• [EXERCISE DESCRIPTION] Make an exact copy of every record that follows.

+++ MATERIAL TO PROCESS

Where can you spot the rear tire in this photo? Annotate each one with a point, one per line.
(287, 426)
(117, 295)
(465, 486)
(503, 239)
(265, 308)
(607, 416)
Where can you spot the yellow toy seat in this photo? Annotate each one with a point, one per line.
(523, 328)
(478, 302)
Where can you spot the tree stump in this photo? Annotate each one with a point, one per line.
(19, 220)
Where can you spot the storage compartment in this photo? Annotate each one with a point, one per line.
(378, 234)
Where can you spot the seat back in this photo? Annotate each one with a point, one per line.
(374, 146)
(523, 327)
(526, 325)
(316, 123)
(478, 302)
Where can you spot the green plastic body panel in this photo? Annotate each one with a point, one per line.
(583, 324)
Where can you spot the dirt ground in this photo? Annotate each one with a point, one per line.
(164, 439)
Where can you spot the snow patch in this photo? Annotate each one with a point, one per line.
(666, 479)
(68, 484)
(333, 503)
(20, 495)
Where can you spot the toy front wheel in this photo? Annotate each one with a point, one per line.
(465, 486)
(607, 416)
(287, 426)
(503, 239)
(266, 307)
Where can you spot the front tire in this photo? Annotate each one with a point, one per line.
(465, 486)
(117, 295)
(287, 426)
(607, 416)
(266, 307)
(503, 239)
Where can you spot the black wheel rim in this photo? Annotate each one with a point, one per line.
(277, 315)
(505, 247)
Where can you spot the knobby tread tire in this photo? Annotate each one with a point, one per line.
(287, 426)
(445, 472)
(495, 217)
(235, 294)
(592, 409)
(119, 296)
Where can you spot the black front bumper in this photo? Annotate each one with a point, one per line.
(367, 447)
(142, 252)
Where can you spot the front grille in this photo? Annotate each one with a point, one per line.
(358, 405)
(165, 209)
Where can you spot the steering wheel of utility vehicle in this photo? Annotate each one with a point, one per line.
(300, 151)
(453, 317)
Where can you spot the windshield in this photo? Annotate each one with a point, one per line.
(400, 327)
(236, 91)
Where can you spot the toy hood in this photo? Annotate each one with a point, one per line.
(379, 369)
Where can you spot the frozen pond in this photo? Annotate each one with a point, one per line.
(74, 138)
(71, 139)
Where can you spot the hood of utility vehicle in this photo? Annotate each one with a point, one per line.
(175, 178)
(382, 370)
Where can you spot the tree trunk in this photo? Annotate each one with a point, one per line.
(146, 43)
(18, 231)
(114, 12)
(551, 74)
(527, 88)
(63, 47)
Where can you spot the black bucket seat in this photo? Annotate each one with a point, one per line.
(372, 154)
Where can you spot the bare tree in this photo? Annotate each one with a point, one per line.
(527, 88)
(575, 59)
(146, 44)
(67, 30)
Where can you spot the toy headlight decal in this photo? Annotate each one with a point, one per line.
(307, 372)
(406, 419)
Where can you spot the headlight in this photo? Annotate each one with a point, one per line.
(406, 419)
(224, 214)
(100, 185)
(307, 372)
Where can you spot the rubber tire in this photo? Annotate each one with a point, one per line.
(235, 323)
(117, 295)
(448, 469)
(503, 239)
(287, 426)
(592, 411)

++++++

• [ANSWER TO THIS EXERCISE]
Where can you spot the rear tire in this photo? Annotate each one with a point, one per line.
(287, 426)
(117, 295)
(465, 486)
(503, 239)
(265, 308)
(607, 416)
Where can you spot the yellow toy seat in this photo? Annotate each one with a point, one per line.
(523, 328)
(478, 302)
Where can you spot the tree stump in this photo? Annotate each one with a point, one per line.
(19, 220)
Where can you spot the storage compartment in this photo? Annotate each one with a point, one per line.
(378, 234)
Where can you spot the seat back in this photo? Annotate each one with a point, one per line.
(374, 146)
(523, 327)
(526, 325)
(316, 123)
(478, 302)
Where can you spot the green plastic body panel in this photo? Annotate each one with a point, one per line.
(583, 324)
Where can you spot the dirt ground in this photo? Annotate each one with a point, one per line.
(164, 439)
Where can you spot the snow patch in this photo? Annotate each one with a point, one per line.
(666, 479)
(68, 484)
(333, 503)
(20, 495)
Where can you spot the toy front wheel in this photo? Annotate each one with a point, one per line.
(465, 486)
(607, 416)
(287, 426)
(503, 239)
(266, 307)
Where can you spot the front tire in this photo? Annotate each one with a point, one per line.
(465, 486)
(117, 295)
(287, 426)
(607, 416)
(266, 307)
(503, 239)
Where can you spot the black wheel rim in this photo? Annotate each one with a point, one per line.
(277, 315)
(505, 247)
Where can you spot the knobby tread tire in this photo? Annotate each one with a point, one per line.
(287, 426)
(445, 472)
(495, 217)
(235, 294)
(592, 409)
(119, 296)
Where can you spot the black front bumper in this photo? Annotate each one with a point, one per line.
(367, 447)
(142, 252)
Where can you spot the front grille in this photo? Annotate each one with a point, one per line.
(358, 405)
(165, 209)
Where can you spot the steering wheel of utility vehicle in this photo? Annotate each one with a point, one per line.
(300, 151)
(453, 317)
Where can you spot the windshield in this photo? Annotate each one with a point, one per line.
(400, 327)
(236, 91)
Where can you spot the toy hood in this photo? Annotate each one with a point, one per line.
(379, 369)
Where can you spot the frozen pond in this photo? Annotate each one with a point, one per line.
(74, 138)
(71, 139)
Where can you spot the hood of utility vehicle in this photo? Annotate each one with a point, one per line.
(175, 178)
(382, 370)
Where can you spot the tree trunk in this photo? Annotate each one with a point, one per line.
(146, 43)
(18, 231)
(114, 12)
(551, 74)
(527, 88)
(63, 47)
Where can you spot the black bucket seat in this photo? Annotate each one with a point, one per line.
(372, 154)
Where can you spot the bare tree in this photo? Annotate each one with a point, one per line.
(527, 88)
(575, 59)
(146, 44)
(67, 30)
Where can you spot the toy headlight decal in this photo? Annotate each one with a point, one per line.
(307, 372)
(406, 419)
Where can you spot the headlight in this photo? Annotate each one with a point, one per line.
(406, 419)
(224, 214)
(100, 185)
(307, 372)
Where can you spot the rubber tire in this photo? Annotate each one with a point, one per line.
(235, 323)
(117, 295)
(448, 469)
(503, 239)
(287, 426)
(592, 411)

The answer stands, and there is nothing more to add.